| Task set |
• a. Translate this sentence from the excerpt on the ALJ's credibility findings into Spanish: "A lack of objective evidence supporting Plaintiff's symptoms cannot be the sole reason for rejecting Plaintiff's testimony."
• b. Write the next paragraph of the excerpt on the ALJ's credibility findings, picking up after its final sentence.

First, the ALJ found that the objective medical evidence does not support Plaintiff's alleged degree of disability. (AR at 21.) Plaintiff's treating physicians were unable to find any objective evidence to support her extreme complaints of pain. (AR at 227 (Dr. Miller noting that Plaintiff's "perceived pain is totally inappropriate for her injuries"), 372 (orthopedic treatment note reporting that despite Plaintiff's complaints of right upper extremity pain, physician indicated "[o]ther than some findings of, what appears at this stage to be, fairly mild ulnar neuritis, and the patient's subjective complaints of elbow, neck and shoulder pain, I am unable to find any focal source of this"), 568 (Dr. Shwachman's treatment note dated March 29, 2006 indicating that Plaintiff "apparently has full range of motion of both upper extremities but apparently complains of pain on movement" and "pain is largely in her elbows she states").) A lack of objective evidence supporting Plaintiff's symptoms cannot be the sole reason for rejecting Plaintiff's testimony. Rollins v. Massanari, 261 F.3d 853, 856-57 (9th Cir. 2001). However, it can be one of several factors used in evaluating the credibility of Plaintiff's subjective complaints. Id.

Second, the ALJ properly discounted Plaintiff's complaints regarding the severity of her pain as inconsistent with a conservative treatment plan. See Meanel v. Apfel, 172 F.3d 1111, 1114 (9th Cir. 1999) (ALJ properly considered, as part of credibility evaluation, treating physician's failure to prescribe, and claimant's failure to request, medical treatment commensurate with the "supposedly excruciating" pain alleged, and the "minimal, conservative treatment") (citation omitted); see Fair v. Bowen, 885 F.2d 597, 604 (9th Cir. 1989) (ALJ permissibly considered discrepancies between the claimant's allegations of "persistent and increasingly severe pain" and the nature and extent of treatment obtained). Dr. Soltz repeatedly noted that treating orthopedic surgeon Ralph N. Steiger, M.D. ("Dr. Steiger") "treated [her] conservatively." (AR at 390; see also id. at 222, 392, 414.) With respect to Plaintiff's mental impairments, Dr. Soltz reported that "[i]t is interesting to note that her medications are fairly minimal on a psychiatric basis or at least she does not require any heavy anti-depressants or anti-psychotics." (Id. at 412.) At one point, Plaintiff even professed her own desire to be treated without pain medication. (See id. at 466 (Dr. Soltz's treatment notes dated March 16, 2006 stating that Plaintiff "told me if she is sent to pain management, she will refuse to take any medication" and "wants a pain management approach that is non-medicated").)

| Data provided |
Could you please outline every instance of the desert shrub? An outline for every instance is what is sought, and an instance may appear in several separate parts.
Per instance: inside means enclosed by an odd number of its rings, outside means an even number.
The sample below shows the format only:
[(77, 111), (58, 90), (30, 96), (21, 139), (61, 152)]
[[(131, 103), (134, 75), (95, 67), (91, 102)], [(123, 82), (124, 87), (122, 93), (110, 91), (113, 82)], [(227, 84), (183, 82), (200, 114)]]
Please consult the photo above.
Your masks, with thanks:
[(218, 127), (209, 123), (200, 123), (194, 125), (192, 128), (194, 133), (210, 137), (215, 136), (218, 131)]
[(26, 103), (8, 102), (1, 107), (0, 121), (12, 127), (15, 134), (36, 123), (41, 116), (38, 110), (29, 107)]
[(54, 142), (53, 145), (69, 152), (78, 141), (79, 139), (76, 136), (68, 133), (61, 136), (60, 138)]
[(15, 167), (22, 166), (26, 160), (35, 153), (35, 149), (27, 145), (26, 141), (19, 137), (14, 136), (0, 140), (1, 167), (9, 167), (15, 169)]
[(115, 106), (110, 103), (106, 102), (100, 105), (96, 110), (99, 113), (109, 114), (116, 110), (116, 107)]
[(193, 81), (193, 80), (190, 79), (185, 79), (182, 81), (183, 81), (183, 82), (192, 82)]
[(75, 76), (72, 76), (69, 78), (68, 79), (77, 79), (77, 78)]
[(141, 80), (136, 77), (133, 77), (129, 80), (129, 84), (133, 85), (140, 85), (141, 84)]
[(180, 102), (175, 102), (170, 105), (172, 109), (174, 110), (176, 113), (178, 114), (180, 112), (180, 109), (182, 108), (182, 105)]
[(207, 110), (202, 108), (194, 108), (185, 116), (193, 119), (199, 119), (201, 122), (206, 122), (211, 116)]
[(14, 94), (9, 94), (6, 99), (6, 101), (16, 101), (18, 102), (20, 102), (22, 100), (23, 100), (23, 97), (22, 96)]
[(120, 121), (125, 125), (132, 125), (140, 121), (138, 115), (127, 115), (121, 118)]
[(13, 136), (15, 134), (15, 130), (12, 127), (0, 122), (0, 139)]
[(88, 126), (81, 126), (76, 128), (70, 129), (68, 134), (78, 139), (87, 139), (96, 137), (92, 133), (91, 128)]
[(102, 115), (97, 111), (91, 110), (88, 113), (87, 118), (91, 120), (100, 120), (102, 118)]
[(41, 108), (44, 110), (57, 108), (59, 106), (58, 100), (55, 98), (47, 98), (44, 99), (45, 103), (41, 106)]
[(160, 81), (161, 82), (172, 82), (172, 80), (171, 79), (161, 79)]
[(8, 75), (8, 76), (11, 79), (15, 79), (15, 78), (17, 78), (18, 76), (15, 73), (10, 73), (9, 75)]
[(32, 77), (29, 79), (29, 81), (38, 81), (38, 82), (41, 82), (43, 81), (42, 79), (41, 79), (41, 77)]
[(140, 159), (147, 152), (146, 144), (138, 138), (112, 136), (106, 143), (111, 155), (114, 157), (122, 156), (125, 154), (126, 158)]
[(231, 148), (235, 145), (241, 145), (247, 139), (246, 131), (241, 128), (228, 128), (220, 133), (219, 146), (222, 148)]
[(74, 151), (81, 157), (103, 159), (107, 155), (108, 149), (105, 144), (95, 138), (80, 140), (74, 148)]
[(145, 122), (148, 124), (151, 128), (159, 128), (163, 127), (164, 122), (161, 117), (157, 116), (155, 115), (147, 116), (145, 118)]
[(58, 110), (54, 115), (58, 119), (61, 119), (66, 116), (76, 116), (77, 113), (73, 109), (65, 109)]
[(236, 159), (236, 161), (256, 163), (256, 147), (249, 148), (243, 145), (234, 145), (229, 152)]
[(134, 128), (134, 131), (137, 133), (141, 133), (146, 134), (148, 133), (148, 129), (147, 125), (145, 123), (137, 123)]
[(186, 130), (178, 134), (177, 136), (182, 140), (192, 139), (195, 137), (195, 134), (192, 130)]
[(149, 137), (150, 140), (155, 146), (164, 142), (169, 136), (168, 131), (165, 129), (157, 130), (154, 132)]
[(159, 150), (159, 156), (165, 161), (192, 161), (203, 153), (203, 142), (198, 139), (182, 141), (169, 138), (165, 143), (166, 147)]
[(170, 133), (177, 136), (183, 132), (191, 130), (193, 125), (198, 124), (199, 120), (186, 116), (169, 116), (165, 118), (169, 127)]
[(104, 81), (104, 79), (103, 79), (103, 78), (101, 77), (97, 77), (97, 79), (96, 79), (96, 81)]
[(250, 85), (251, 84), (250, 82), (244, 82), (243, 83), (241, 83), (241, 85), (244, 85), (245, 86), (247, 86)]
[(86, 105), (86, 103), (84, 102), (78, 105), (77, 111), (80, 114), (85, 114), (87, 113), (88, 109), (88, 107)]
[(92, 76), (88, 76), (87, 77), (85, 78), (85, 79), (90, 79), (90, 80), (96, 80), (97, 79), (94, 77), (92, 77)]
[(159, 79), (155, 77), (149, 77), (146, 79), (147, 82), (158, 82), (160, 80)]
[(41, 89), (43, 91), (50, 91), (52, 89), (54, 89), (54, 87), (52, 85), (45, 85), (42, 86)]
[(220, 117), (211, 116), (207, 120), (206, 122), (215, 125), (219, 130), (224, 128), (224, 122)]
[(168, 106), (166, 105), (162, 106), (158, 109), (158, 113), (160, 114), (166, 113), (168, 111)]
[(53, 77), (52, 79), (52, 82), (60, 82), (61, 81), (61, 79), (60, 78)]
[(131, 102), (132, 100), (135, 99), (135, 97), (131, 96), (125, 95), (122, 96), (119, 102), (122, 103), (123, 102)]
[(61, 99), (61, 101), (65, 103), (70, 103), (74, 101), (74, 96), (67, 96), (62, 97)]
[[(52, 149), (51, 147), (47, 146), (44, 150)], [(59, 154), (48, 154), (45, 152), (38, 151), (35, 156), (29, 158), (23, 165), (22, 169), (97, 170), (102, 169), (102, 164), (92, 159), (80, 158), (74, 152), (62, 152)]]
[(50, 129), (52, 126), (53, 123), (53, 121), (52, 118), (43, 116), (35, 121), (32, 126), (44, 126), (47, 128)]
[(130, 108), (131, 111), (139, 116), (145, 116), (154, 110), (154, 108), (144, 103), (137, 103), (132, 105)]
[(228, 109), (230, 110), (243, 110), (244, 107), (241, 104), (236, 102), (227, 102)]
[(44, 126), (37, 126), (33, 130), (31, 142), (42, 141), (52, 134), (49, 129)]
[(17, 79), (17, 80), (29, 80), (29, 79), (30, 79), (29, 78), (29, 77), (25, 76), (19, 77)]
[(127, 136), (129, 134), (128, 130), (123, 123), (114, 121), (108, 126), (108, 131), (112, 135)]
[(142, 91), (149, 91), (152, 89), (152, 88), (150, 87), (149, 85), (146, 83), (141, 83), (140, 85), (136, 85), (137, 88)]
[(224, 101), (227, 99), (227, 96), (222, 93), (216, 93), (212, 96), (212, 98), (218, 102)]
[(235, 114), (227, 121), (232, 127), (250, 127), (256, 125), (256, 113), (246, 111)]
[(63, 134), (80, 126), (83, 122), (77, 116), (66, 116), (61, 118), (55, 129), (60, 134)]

| Outputs in order |
• a. La falta de pruebas objetivas que respalden los síntomas de la demandante no puede ser la única razón para rechazar el testimonio de la demandante.

• b.
Third, the ALJ properly discounted Plaintiff's subjective complaints as inconsistent with her conduct. (AR at 21 (ALJ finding that Plaintiff is not credible due to her "wide range of activities of daily living")); see Thomas, 278 F.3d at 958-59 (inconsistency between the claimant's testimony and the claimant's conduct supported rejection of the claimant's credibility); Verduzco v. Apfel, 188 F.3d 1087, 1090 (9th Cir. 1999) (inconsistencies between claimant's testimony and actions cited as a clear and convincing reason for rejecting the claimant's testimony). Substantial evidence supports the ALJ's finding. For instance, throughout the record, Plaintiff's medical providers noted that she is able to drive, attend football games and takes vacations (such as a cruise, a trip to Las Vegas, the "mountains," and Martha's Vineyard) and even reported on occasion that she is "relatively asymptomatic" while engaging in such activities.*fn3 (See AR at 401, 417, 471, 478, 493, 496, 501, 506.)

Fourth, the ALJ rejected Plaintiff's statements based on her "problematic presentation to her mental health providers." (AR at 21.) This is a clear and convincing reason. See Tonapetyan, 242 F.3d at 1148 (ALJ properly discredited Plaintiff's subjective complaints based on her tendency to exaggerate her symptoms). A review of the record demonstrates that Plaintiff's physicians repeatedly found that she exaggerated her symptoms. (See, e.g., AR at 230, 236, 291, 417, 423, 439, 450.)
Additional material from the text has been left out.